## begin SOURCE DATA
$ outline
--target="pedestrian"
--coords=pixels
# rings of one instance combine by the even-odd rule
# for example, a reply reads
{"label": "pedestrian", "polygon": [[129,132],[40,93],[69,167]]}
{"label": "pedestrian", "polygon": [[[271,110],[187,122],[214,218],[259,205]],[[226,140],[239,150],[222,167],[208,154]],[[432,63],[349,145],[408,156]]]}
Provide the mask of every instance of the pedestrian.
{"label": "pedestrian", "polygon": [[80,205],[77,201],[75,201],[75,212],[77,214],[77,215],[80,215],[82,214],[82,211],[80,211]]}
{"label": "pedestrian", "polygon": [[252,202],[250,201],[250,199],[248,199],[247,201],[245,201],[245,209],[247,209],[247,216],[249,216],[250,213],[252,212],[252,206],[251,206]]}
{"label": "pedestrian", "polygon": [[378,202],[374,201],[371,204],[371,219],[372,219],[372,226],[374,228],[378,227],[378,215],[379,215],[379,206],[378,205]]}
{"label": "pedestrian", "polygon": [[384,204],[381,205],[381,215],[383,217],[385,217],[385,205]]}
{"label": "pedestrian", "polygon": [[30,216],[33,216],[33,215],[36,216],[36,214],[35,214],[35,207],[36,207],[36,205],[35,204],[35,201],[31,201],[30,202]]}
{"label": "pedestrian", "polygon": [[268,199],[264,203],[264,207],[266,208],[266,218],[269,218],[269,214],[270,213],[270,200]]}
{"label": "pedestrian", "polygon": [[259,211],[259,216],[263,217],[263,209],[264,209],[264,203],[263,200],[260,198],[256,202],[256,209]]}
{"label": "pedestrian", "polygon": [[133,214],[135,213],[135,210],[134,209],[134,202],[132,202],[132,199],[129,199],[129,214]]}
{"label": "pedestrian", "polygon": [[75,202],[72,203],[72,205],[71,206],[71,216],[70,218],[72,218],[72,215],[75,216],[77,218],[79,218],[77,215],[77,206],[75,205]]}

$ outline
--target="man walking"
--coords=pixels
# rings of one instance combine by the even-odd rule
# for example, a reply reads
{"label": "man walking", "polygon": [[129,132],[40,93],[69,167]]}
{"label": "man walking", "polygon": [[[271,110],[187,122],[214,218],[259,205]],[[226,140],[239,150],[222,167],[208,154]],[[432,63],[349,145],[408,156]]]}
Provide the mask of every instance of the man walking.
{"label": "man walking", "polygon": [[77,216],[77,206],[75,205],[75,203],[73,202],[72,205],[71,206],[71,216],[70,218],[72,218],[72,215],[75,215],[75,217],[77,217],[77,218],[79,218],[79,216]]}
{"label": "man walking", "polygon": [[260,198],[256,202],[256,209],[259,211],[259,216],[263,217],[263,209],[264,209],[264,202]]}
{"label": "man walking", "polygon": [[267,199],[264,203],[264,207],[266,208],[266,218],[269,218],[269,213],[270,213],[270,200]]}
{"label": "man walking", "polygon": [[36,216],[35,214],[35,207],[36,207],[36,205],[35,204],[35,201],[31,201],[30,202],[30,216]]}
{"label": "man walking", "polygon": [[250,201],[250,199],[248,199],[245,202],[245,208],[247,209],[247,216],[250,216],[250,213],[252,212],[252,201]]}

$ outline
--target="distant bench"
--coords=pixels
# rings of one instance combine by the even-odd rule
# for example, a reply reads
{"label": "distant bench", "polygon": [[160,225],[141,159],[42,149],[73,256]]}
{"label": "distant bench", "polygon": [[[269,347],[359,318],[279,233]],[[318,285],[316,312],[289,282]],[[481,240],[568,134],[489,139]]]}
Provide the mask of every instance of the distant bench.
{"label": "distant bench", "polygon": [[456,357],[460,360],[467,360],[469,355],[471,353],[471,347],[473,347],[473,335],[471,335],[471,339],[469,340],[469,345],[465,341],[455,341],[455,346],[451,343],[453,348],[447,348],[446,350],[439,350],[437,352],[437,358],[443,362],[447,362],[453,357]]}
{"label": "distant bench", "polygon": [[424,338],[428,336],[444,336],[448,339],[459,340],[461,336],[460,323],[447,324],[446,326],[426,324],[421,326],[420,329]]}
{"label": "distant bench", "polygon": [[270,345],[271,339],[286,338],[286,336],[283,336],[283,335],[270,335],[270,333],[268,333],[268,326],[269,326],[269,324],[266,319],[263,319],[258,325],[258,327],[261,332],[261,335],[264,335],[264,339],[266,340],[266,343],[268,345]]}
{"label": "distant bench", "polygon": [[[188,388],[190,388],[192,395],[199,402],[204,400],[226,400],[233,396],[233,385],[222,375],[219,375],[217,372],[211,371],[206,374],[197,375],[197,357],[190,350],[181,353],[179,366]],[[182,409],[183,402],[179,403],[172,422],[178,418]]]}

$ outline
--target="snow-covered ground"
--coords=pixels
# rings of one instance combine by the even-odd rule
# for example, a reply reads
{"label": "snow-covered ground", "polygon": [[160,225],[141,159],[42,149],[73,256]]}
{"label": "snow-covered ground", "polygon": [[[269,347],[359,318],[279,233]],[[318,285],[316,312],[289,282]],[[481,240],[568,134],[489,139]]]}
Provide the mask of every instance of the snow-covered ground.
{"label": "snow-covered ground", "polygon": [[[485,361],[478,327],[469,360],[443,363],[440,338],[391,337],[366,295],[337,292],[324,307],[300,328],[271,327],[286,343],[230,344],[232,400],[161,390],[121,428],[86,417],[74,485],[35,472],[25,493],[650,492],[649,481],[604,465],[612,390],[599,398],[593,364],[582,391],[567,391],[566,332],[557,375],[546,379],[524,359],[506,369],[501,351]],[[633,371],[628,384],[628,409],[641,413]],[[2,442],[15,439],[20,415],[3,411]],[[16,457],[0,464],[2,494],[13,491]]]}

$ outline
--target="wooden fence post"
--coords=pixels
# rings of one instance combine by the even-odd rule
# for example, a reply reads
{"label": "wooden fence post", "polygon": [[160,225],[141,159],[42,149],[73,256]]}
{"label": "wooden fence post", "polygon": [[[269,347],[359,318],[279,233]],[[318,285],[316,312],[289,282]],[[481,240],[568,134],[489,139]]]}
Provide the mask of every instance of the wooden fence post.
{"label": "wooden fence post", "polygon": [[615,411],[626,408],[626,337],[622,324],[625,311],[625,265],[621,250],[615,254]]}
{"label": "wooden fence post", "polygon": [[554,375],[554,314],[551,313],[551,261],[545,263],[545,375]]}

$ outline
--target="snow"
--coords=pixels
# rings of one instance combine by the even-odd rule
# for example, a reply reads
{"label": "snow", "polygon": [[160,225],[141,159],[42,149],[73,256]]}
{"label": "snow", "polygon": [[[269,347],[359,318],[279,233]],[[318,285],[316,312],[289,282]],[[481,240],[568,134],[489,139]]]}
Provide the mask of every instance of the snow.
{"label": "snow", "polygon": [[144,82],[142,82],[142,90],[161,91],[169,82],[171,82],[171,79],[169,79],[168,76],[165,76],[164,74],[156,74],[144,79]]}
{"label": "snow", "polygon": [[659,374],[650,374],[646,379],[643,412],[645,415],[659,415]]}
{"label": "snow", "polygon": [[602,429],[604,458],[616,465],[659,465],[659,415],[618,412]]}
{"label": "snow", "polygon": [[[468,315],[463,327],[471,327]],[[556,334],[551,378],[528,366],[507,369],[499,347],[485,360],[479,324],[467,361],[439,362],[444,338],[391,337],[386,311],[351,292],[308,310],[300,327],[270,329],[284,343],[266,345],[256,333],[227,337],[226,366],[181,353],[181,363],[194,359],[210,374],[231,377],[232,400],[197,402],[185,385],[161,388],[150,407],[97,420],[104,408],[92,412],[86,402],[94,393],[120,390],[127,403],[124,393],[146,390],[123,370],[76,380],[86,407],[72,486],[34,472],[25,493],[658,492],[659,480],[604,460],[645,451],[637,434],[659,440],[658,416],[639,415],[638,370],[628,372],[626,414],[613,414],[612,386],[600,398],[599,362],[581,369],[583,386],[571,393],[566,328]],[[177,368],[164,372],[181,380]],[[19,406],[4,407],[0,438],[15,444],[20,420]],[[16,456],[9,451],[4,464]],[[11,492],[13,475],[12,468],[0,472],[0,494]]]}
## end SOURCE DATA
WRITTEN PROBLEM:
Quote each line of the records in which the string "every" occurs.

RESULT:
Provide the mask of every instance of the pedestrian.
Provide the mask of every instance of the man walking.
Provide the mask of every instance of the distant bench.
Provide the mask of every instance of the snow-covered ground.
Provide the mask of every instance of the wooden fence post.
Provide the mask of every instance of the snow.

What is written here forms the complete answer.